> [REQUIRED ACTIONS]:
1. Answer these three items from the PCI power management thread:
(a) From where can a device's PCI PM Capabilities be read?
(b) Which header file contains #defines for the PCI PM fields?
(c) On which list did the writer discuss a tree view of all devices?
2. From the PCI power management thread, copy out everything from "The PCI PM Capabilities" down to "expected of it.".

> [SELECTED EXTRACT]:
^^^^

Another sleep level is not acceptable when entering a system sleep state,
except for S2, but I've never seen a system that supports that. Power will
be cut to all devices, and there is no getting around it. If the driver
can't support reinitializing the device, it should return an error and the
sleep request be cancelled.

The PCI PM Capabilities can be read from a device's config space. The PCI
PM Spec has register descriptions. There are also #defines for the fields
in pci.h. So a driver can know exactly what is expected of it.

> >It is up to the drivers to implement ::suspend() and ::resume(), and few
> >do. The few that do, even fewer work well in practice.
>
> I would have preferred that a PM node be created for each PCI node and
> have the PM nodes organised as a tree structure. That way, arch fixup
> hooks can re-arrange the tree as the PCI bus->child dependency may not
> be true. On some portables, some ASICs located on the PCI bus are not
> dependent on their parent host bridge power plane.

I favor the idea of having a tree view of _all_ devices in the system, but
that's another story, and something I discussed in a post to the
linux-power list.

The PCI bus-child dependency and ordering should always be true, AFAIK.
Some PCI functions may have another source of power, but should only be
to support the generation of wake events when the device is in D3[cold] -
it must maintain some of its capability state.

> Right. And we need a equivalent power down function. For example, some
> drivers may improve power management by powering down the device when
> it's /dev node is not opened (or when the device have been idle for some
> time). However, those power up/down functions have to be arch-dependant,
> you can't rely on the PCI power management to be the only PM scheme.

^^^^

> [ENTRIES]:
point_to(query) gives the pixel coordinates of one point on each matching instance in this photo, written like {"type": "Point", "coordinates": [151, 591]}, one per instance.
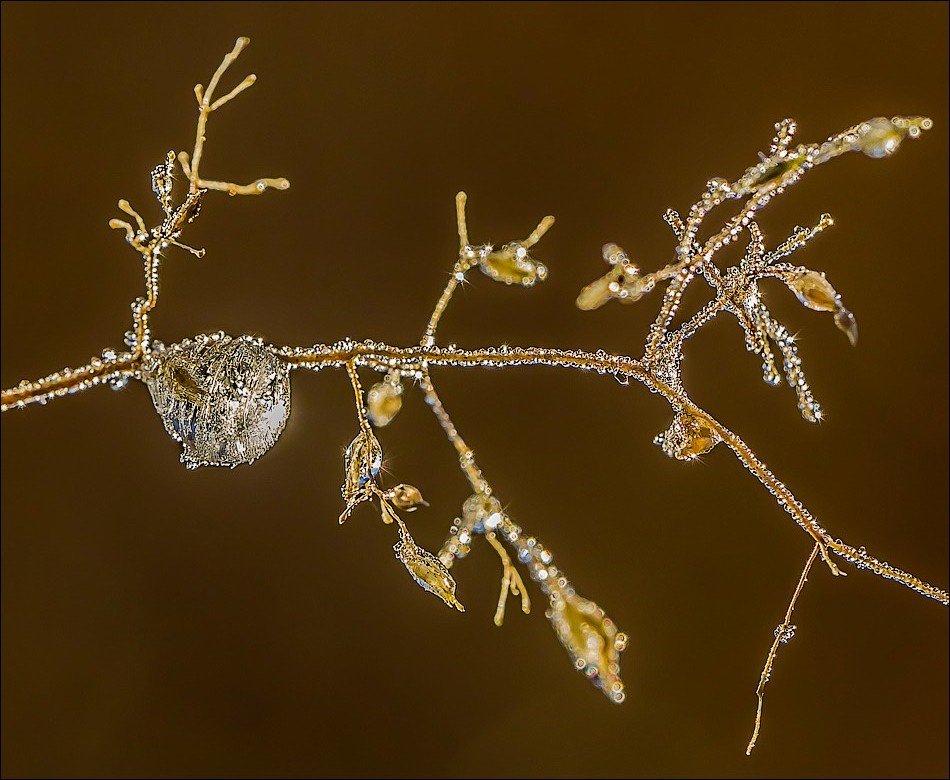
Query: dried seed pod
{"type": "Point", "coordinates": [512, 265]}
{"type": "Point", "coordinates": [879, 137]}
{"type": "Point", "coordinates": [847, 324]}
{"type": "Point", "coordinates": [776, 171]}
{"type": "Point", "coordinates": [482, 513]}
{"type": "Point", "coordinates": [383, 402]}
{"type": "Point", "coordinates": [597, 293]}
{"type": "Point", "coordinates": [225, 399]}
{"type": "Point", "coordinates": [361, 463]}
{"type": "Point", "coordinates": [622, 281]}
{"type": "Point", "coordinates": [591, 639]}
{"type": "Point", "coordinates": [406, 497]}
{"type": "Point", "coordinates": [687, 438]}
{"type": "Point", "coordinates": [815, 291]}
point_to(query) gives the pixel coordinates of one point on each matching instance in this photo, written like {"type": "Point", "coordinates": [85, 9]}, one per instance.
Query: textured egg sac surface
{"type": "Point", "coordinates": [225, 399]}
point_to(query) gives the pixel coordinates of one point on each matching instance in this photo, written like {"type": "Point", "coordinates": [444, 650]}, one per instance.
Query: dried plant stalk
{"type": "Point", "coordinates": [226, 399]}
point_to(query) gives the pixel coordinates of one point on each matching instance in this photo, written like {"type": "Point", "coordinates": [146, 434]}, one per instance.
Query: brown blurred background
{"type": "Point", "coordinates": [163, 622]}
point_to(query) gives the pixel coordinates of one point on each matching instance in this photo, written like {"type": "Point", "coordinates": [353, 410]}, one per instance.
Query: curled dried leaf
{"type": "Point", "coordinates": [779, 170]}
{"type": "Point", "coordinates": [512, 265]}
{"type": "Point", "coordinates": [383, 402]}
{"type": "Point", "coordinates": [815, 291]}
{"type": "Point", "coordinates": [687, 438]}
{"type": "Point", "coordinates": [622, 281]}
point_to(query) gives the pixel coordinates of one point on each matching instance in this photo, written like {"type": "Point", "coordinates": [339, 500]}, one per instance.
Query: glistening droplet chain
{"type": "Point", "coordinates": [226, 399]}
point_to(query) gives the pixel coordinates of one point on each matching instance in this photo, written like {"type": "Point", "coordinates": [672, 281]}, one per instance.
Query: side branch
{"type": "Point", "coordinates": [383, 357]}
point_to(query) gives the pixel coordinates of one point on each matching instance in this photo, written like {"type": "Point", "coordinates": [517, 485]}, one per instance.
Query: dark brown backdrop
{"type": "Point", "coordinates": [157, 621]}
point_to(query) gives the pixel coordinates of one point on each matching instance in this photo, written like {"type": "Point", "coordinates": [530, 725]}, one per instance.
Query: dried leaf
{"type": "Point", "coordinates": [513, 265]}
{"type": "Point", "coordinates": [426, 569]}
{"type": "Point", "coordinates": [383, 402]}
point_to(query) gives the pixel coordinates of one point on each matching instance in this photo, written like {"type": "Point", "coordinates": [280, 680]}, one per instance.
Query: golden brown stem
{"type": "Point", "coordinates": [418, 359]}
{"type": "Point", "coordinates": [781, 636]}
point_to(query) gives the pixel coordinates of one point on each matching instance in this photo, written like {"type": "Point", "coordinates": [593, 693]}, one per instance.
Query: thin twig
{"type": "Point", "coordinates": [783, 633]}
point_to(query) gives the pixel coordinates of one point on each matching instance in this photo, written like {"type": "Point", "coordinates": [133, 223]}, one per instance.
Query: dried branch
{"type": "Point", "coordinates": [226, 399]}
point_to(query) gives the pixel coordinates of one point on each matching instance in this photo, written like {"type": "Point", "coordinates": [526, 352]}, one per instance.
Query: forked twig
{"type": "Point", "coordinates": [226, 399]}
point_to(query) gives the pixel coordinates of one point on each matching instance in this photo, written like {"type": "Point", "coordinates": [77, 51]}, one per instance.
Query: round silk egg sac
{"type": "Point", "coordinates": [225, 399]}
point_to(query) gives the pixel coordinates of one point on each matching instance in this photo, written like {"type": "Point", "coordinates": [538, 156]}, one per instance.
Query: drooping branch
{"type": "Point", "coordinates": [784, 633]}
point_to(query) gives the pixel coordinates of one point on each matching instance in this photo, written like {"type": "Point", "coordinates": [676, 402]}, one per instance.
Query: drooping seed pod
{"type": "Point", "coordinates": [383, 401]}
{"type": "Point", "coordinates": [406, 497]}
{"type": "Point", "coordinates": [361, 463]}
{"type": "Point", "coordinates": [591, 638]}
{"type": "Point", "coordinates": [687, 438]}
{"type": "Point", "coordinates": [425, 568]}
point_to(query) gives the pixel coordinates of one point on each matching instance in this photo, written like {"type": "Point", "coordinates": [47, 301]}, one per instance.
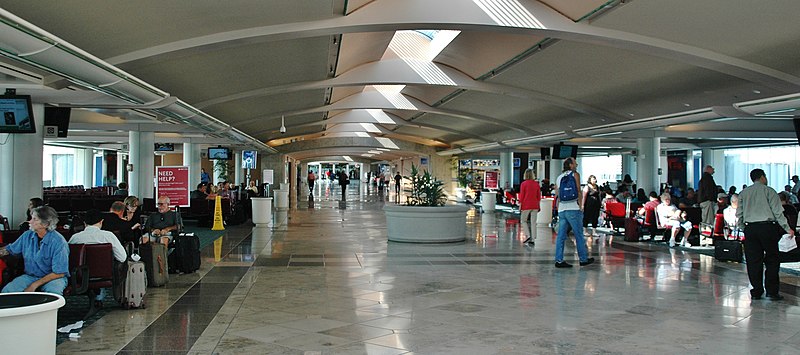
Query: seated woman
{"type": "Point", "coordinates": [729, 216]}
{"type": "Point", "coordinates": [45, 253]}
{"type": "Point", "coordinates": [669, 215]}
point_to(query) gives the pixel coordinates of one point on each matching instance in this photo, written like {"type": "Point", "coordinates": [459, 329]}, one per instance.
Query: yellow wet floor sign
{"type": "Point", "coordinates": [218, 215]}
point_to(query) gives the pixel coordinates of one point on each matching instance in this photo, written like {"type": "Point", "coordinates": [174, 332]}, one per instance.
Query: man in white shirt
{"type": "Point", "coordinates": [94, 235]}
{"type": "Point", "coordinates": [669, 215]}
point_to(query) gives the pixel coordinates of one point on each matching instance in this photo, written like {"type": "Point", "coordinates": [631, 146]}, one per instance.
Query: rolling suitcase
{"type": "Point", "coordinates": [631, 230]}
{"type": "Point", "coordinates": [130, 285]}
{"type": "Point", "coordinates": [728, 250]}
{"type": "Point", "coordinates": [186, 256]}
{"type": "Point", "coordinates": [154, 256]}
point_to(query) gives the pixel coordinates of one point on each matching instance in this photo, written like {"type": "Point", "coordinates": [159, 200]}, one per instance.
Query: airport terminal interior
{"type": "Point", "coordinates": [159, 96]}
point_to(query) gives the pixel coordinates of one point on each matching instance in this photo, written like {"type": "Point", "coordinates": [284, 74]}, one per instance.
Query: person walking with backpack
{"type": "Point", "coordinates": [570, 214]}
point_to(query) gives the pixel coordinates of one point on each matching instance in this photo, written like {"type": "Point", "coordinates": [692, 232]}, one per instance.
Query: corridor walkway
{"type": "Point", "coordinates": [325, 281]}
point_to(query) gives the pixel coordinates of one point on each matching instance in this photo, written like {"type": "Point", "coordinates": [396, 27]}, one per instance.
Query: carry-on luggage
{"type": "Point", "coordinates": [154, 256]}
{"type": "Point", "coordinates": [728, 250]}
{"type": "Point", "coordinates": [631, 230]}
{"type": "Point", "coordinates": [130, 286]}
{"type": "Point", "coordinates": [186, 256]}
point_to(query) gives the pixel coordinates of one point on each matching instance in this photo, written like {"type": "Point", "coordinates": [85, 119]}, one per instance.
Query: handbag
{"type": "Point", "coordinates": [787, 243]}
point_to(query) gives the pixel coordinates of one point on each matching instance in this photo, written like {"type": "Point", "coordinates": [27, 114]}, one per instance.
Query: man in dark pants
{"type": "Point", "coordinates": [760, 215]}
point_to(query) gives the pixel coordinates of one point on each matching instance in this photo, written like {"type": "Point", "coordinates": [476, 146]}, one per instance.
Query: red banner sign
{"type": "Point", "coordinates": [490, 180]}
{"type": "Point", "coordinates": [173, 182]}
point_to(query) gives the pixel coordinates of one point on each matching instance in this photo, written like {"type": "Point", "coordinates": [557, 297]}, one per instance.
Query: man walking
{"type": "Point", "coordinates": [707, 197]}
{"type": "Point", "coordinates": [761, 217]}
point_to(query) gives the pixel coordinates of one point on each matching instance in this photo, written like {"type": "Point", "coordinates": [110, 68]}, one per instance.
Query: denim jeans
{"type": "Point", "coordinates": [574, 219]}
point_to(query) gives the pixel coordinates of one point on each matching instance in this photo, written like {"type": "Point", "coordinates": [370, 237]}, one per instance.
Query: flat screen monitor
{"type": "Point", "coordinates": [219, 153]}
{"type": "Point", "coordinates": [17, 114]}
{"type": "Point", "coordinates": [563, 151]}
{"type": "Point", "coordinates": [59, 117]}
{"type": "Point", "coordinates": [545, 151]}
{"type": "Point", "coordinates": [164, 147]}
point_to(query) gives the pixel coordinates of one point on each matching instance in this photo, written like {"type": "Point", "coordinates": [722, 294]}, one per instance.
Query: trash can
{"type": "Point", "coordinates": [262, 210]}
{"type": "Point", "coordinates": [28, 322]}
{"type": "Point", "coordinates": [488, 200]}
{"type": "Point", "coordinates": [282, 199]}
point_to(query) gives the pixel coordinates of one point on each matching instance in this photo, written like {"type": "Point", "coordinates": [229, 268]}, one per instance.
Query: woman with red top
{"type": "Point", "coordinates": [529, 196]}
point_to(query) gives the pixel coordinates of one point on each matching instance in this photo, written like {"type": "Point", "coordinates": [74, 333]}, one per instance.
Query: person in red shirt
{"type": "Point", "coordinates": [530, 195]}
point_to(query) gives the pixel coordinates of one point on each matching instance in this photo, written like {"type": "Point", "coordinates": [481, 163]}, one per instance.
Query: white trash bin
{"type": "Point", "coordinates": [262, 210]}
{"type": "Point", "coordinates": [28, 322]}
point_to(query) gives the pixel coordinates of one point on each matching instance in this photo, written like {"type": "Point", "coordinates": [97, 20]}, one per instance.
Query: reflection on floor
{"type": "Point", "coordinates": [324, 280]}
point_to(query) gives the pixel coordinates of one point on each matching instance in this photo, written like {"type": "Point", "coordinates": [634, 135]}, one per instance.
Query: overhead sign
{"type": "Point", "coordinates": [249, 159]}
{"type": "Point", "coordinates": [173, 182]}
{"type": "Point", "coordinates": [490, 180]}
{"type": "Point", "coordinates": [267, 176]}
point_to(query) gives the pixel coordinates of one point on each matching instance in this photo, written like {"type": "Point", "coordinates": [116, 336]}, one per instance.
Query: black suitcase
{"type": "Point", "coordinates": [186, 256]}
{"type": "Point", "coordinates": [154, 256]}
{"type": "Point", "coordinates": [728, 250]}
{"type": "Point", "coordinates": [631, 230]}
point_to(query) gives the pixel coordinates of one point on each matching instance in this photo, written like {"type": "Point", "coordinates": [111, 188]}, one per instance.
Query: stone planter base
{"type": "Point", "coordinates": [414, 224]}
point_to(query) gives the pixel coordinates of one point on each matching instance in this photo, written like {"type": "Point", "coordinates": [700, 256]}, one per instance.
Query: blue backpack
{"type": "Point", "coordinates": [567, 190]}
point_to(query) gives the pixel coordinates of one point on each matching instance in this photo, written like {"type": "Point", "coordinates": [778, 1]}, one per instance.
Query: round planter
{"type": "Point", "coordinates": [416, 224]}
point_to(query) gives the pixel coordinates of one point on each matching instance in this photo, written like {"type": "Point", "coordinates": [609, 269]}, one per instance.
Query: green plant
{"type": "Point", "coordinates": [222, 168]}
{"type": "Point", "coordinates": [426, 190]}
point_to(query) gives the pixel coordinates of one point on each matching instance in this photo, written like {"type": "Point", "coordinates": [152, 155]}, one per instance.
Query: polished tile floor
{"type": "Point", "coordinates": [324, 280]}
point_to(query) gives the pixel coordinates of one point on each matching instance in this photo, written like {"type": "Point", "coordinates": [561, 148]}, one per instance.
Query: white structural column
{"type": "Point", "coordinates": [191, 158]}
{"type": "Point", "coordinates": [84, 163]}
{"type": "Point", "coordinates": [122, 174]}
{"type": "Point", "coordinates": [237, 168]}
{"type": "Point", "coordinates": [629, 166]}
{"type": "Point", "coordinates": [506, 169]}
{"type": "Point", "coordinates": [647, 163]}
{"type": "Point", "coordinates": [21, 173]}
{"type": "Point", "coordinates": [140, 180]}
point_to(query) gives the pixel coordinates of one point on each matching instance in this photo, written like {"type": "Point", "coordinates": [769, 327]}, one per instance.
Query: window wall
{"type": "Point", "coordinates": [780, 163]}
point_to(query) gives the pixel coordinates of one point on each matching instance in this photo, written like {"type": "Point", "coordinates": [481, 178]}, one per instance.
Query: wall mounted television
{"type": "Point", "coordinates": [164, 147]}
{"type": "Point", "coordinates": [219, 153]}
{"type": "Point", "coordinates": [545, 153]}
{"type": "Point", "coordinates": [17, 114]}
{"type": "Point", "coordinates": [563, 151]}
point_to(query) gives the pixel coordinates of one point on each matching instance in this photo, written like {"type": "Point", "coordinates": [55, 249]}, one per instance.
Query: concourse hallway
{"type": "Point", "coordinates": [324, 280]}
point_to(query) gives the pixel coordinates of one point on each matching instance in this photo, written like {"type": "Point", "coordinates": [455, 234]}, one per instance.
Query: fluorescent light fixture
{"type": "Point", "coordinates": [369, 127]}
{"type": "Point", "coordinates": [605, 134]}
{"type": "Point", "coordinates": [387, 143]}
{"type": "Point", "coordinates": [380, 116]}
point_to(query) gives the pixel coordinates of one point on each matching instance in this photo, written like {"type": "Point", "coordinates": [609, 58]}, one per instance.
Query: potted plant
{"type": "Point", "coordinates": [426, 218]}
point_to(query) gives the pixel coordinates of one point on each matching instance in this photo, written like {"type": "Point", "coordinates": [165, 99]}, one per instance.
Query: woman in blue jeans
{"type": "Point", "coordinates": [570, 214]}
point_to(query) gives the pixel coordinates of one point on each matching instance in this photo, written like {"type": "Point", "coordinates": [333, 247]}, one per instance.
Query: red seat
{"type": "Point", "coordinates": [719, 228]}
{"type": "Point", "coordinates": [615, 214]}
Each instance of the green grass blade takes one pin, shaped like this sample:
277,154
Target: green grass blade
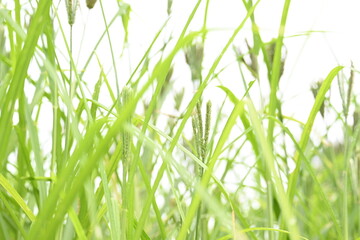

^^^^

> [ANSWERS GIVEN]:
1.
(a) From the device's config space.
(b) pci.h
(c) The linux-power list.

2.
The PCI PM Capabilities can be read from a device's config space. The PCI
PM Spec has register descriptions. There are also #defines for the fields
in pci.h. So a driver can know exactly what is expected of it.